Work instruction —
Among the lines below, copy exactly those from the one with "Target: blue sky" through the one with "Please mark the horizontal", counting both ends.

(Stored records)
■ ■ ■ ■ ■ ■ ■
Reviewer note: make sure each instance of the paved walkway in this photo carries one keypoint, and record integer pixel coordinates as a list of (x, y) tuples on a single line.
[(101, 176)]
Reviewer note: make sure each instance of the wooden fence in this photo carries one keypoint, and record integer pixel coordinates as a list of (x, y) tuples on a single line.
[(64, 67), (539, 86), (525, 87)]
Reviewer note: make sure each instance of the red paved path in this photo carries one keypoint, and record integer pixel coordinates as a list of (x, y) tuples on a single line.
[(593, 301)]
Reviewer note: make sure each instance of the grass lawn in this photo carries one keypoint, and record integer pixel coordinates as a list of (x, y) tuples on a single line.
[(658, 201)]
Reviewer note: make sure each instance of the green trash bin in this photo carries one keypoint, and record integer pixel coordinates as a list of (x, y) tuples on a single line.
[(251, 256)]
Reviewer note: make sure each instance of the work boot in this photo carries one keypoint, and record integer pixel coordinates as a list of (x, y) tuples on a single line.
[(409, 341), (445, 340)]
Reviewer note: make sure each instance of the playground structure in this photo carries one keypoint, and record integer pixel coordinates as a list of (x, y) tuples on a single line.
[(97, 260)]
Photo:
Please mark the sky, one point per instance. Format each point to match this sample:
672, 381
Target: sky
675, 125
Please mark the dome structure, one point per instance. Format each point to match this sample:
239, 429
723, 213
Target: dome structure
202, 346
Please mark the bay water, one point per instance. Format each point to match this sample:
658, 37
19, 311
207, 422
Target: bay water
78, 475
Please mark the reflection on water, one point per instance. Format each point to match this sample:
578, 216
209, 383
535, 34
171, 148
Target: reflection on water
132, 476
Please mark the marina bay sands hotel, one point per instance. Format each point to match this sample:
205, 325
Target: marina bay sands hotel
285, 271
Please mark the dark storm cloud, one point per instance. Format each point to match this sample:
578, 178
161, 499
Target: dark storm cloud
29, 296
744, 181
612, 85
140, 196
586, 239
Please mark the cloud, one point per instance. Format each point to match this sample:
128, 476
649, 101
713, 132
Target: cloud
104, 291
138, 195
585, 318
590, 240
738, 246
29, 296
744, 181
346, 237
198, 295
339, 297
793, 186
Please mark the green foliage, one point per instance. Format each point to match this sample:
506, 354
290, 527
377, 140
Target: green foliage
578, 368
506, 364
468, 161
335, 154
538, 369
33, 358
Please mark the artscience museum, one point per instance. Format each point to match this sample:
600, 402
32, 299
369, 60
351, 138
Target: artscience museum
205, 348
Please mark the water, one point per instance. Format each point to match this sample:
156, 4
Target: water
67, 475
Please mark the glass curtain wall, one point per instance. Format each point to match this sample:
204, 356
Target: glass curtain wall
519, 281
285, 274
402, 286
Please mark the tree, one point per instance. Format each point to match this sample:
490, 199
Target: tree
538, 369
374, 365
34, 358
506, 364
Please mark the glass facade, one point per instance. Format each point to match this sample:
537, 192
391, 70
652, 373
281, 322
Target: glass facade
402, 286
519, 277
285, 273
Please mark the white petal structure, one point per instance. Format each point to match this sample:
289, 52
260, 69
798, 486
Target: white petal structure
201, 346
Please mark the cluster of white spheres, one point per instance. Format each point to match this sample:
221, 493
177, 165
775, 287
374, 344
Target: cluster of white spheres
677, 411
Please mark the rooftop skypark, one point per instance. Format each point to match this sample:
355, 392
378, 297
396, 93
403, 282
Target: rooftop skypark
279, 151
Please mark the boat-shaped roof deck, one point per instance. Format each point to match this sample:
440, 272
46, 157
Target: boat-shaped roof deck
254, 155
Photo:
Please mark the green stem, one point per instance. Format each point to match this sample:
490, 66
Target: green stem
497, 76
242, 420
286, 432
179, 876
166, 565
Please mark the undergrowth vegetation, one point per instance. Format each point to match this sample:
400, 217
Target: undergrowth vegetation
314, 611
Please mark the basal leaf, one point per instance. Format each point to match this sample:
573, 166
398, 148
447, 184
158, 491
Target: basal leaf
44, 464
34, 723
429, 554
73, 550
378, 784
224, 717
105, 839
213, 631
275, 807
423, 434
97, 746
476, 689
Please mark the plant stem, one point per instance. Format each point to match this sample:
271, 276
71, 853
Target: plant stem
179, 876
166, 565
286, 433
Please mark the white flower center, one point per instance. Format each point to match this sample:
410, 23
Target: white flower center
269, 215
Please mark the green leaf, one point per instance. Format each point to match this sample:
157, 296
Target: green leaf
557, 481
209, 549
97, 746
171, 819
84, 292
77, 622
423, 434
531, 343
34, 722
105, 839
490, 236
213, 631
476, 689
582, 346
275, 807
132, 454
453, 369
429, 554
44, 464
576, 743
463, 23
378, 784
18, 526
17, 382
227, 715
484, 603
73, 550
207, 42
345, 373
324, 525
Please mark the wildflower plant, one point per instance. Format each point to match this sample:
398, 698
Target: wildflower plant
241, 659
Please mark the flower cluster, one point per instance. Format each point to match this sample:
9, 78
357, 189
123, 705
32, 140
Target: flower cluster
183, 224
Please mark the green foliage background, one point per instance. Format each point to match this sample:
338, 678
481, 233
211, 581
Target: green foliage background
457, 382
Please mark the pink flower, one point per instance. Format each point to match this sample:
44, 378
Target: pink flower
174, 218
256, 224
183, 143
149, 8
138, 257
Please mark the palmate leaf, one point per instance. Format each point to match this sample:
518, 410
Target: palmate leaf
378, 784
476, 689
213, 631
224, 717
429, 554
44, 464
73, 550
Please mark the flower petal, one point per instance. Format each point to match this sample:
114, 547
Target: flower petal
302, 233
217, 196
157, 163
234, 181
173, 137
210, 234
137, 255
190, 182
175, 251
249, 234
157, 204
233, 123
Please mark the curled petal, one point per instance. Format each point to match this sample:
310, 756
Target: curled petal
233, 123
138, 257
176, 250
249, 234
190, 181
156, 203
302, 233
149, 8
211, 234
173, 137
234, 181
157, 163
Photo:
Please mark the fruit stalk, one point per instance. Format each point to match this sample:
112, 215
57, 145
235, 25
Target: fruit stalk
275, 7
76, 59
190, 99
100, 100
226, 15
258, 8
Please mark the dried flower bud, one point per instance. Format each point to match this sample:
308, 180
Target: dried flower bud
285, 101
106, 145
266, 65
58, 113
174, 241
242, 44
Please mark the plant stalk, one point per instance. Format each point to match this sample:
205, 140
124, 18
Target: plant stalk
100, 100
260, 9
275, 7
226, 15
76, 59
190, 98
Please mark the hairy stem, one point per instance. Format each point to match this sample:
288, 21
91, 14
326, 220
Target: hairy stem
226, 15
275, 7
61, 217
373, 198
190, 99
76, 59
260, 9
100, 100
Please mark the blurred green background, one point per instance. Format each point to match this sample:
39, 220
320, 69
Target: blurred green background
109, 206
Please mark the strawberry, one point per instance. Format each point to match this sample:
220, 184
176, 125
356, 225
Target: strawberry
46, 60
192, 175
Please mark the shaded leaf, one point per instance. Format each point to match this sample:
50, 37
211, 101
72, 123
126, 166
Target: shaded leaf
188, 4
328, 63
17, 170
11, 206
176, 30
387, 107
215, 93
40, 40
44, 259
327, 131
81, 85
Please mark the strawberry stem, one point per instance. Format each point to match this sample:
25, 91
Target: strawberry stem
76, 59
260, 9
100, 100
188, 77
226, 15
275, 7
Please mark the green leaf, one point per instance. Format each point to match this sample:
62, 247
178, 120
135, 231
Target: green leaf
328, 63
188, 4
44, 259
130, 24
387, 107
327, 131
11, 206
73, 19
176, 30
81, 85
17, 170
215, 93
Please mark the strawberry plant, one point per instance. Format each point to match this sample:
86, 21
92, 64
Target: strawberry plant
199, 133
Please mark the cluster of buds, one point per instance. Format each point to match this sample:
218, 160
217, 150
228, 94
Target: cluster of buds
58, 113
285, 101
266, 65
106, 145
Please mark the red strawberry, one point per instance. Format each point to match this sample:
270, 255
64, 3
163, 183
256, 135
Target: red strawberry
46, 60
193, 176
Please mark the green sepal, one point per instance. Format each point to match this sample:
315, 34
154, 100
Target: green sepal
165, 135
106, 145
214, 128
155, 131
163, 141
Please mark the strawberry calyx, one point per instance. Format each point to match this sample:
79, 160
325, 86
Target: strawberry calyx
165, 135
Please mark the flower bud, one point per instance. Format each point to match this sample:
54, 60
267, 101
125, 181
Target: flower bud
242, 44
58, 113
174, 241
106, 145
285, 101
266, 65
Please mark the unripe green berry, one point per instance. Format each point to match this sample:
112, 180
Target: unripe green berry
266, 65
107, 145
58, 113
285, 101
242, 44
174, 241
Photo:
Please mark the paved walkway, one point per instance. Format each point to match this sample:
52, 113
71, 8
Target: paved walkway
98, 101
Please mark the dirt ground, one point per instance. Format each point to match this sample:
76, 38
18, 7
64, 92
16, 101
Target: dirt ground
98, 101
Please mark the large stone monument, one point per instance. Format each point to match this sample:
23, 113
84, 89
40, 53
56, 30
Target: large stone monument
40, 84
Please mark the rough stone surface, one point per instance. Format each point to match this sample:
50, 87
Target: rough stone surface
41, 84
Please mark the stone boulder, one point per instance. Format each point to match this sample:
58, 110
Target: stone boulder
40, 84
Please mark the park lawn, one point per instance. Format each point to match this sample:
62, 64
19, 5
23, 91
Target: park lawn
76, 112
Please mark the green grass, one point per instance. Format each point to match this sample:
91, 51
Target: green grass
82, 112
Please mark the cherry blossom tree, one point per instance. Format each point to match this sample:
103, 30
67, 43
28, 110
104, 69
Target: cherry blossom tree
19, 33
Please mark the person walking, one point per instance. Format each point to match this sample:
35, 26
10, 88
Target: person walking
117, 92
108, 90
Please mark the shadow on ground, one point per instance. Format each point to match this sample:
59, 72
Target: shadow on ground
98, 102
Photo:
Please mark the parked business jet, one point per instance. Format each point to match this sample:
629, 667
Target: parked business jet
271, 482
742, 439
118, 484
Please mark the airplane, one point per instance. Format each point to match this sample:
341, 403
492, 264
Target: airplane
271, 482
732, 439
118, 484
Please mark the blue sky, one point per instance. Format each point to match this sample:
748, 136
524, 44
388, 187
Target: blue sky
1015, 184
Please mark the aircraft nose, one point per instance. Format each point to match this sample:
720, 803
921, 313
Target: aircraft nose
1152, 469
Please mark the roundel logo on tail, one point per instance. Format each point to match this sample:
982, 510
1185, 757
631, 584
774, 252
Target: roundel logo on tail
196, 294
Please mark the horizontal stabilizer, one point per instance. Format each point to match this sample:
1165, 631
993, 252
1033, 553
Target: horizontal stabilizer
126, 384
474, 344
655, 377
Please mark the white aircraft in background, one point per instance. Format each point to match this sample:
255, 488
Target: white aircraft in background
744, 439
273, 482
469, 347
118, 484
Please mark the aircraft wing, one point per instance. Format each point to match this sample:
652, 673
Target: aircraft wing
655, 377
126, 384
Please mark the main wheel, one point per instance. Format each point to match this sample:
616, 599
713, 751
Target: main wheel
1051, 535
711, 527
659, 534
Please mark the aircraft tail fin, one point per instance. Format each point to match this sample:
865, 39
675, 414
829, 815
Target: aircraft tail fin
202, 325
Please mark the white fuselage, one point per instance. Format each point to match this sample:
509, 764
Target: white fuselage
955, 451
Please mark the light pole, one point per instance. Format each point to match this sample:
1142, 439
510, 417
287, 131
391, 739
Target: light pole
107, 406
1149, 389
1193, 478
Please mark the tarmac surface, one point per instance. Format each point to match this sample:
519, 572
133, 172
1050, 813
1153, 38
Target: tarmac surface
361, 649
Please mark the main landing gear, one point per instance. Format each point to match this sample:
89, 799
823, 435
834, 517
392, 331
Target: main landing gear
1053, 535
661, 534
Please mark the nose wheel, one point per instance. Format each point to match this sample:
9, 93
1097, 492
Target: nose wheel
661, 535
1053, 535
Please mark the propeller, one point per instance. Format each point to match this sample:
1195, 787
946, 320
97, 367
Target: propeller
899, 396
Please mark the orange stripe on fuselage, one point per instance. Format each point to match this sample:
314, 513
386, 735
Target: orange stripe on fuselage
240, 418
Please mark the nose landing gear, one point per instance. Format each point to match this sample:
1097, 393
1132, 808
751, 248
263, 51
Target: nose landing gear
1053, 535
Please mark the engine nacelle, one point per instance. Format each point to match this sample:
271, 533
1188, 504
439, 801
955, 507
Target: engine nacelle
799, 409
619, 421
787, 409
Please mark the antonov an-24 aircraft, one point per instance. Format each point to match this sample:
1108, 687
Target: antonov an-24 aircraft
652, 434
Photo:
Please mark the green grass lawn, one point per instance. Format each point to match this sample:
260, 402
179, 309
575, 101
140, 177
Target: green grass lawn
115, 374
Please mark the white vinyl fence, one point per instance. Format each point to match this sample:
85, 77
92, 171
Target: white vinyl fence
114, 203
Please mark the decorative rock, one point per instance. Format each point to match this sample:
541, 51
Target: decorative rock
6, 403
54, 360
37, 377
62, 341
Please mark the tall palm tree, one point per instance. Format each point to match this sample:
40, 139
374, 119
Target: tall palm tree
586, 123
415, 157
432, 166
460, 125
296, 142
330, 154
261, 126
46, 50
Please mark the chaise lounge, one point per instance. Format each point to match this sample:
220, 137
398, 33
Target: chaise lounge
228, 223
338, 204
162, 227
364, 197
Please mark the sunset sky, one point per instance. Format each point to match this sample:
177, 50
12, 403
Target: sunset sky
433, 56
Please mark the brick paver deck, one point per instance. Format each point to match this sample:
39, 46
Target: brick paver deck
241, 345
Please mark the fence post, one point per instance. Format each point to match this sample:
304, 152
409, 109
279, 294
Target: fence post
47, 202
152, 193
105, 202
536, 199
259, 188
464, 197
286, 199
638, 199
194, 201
■ ■ ■ ■ ■ ■ ■
Result of the task —
Target: blue sky
1015, 184
Please mark the aircraft nose, one point per instance. Format each point to match this sample:
720, 803
921, 313
Target: aircraft nose
1152, 469
Please mark the roundel logo on tail, one point per instance. Format each point to match this sample:
982, 510
1185, 757
631, 584
774, 252
Target: roundel logo on tail
196, 294
Please mark the horizontal stabilizer, one point per instance. Format each point to match this sample:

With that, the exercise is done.